▶ **Material supplied**
........

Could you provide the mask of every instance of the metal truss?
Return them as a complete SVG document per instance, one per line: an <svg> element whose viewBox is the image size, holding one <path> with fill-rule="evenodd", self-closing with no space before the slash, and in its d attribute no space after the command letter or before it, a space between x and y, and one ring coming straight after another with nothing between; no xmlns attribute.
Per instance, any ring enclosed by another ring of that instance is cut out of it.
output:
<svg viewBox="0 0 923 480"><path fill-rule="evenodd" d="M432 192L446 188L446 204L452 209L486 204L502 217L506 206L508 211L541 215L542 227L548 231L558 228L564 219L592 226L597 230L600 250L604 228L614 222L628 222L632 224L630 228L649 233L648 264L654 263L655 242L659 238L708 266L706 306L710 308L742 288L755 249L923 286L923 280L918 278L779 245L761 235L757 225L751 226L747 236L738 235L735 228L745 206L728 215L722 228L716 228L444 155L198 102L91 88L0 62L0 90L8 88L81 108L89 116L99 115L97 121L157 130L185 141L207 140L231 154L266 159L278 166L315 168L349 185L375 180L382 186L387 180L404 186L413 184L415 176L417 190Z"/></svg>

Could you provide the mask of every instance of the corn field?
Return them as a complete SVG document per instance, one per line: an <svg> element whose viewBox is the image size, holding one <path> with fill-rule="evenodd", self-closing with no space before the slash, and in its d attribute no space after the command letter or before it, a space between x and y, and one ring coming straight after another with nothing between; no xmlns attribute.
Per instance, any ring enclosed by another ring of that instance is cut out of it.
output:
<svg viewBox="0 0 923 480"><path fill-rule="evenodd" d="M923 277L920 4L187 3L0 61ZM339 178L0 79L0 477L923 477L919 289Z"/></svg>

........

▶ **The request**
Substitute "outline" for every "mask" in the records above and write them out again, keeping everything else the same.

▶ **The result**
Could you provide the outline of every instance of the metal truss?
Return them as a complete SVG document per instance, one per line: an <svg> element whose viewBox is the image size, holding one <path> with fill-rule="evenodd", self-closing with no space before the slash, and in its d attribute no space after the command letter or before it, a space between x and y, and one ring coming straight after another with nothing between; no xmlns attribute.
Per instance, any ring enclosed by another ring of that instance is cut out of it.
output:
<svg viewBox="0 0 923 480"><path fill-rule="evenodd" d="M432 192L446 188L446 204L452 209L486 204L502 217L506 206L508 211L541 215L542 227L548 231L558 228L564 219L592 226L597 230L600 250L604 228L614 222L628 222L632 224L630 228L649 233L648 264L654 263L655 242L659 238L708 266L706 306L710 308L742 288L755 249L923 286L923 280L918 278L779 245L761 235L757 225L751 226L747 236L738 235L735 228L745 206L728 215L722 228L716 228L444 155L198 102L91 88L0 62L0 90L8 88L81 108L89 116L99 115L97 121L157 130L185 141L207 140L231 154L266 159L278 166L315 168L349 185L375 180L382 186L387 180L404 186L413 184L415 176L417 190Z"/></svg>

Could you provide the outline of every instance of the corn field?
Return them as a complete SVG document per instance, one per line: an <svg> element whose viewBox is the image size, holding one <path> with fill-rule="evenodd", self-closing with no space before the slash, and in its d attribute no space after the command letter or before it, a space between x and y, and one ring coming straight after another with nothing between; no xmlns attribute.
Per instance, any ring enclosed by another ring of that instance is cut out of it.
output:
<svg viewBox="0 0 923 480"><path fill-rule="evenodd" d="M923 277L920 4L187 3L0 61ZM339 178L0 79L0 477L923 477L919 289Z"/></svg>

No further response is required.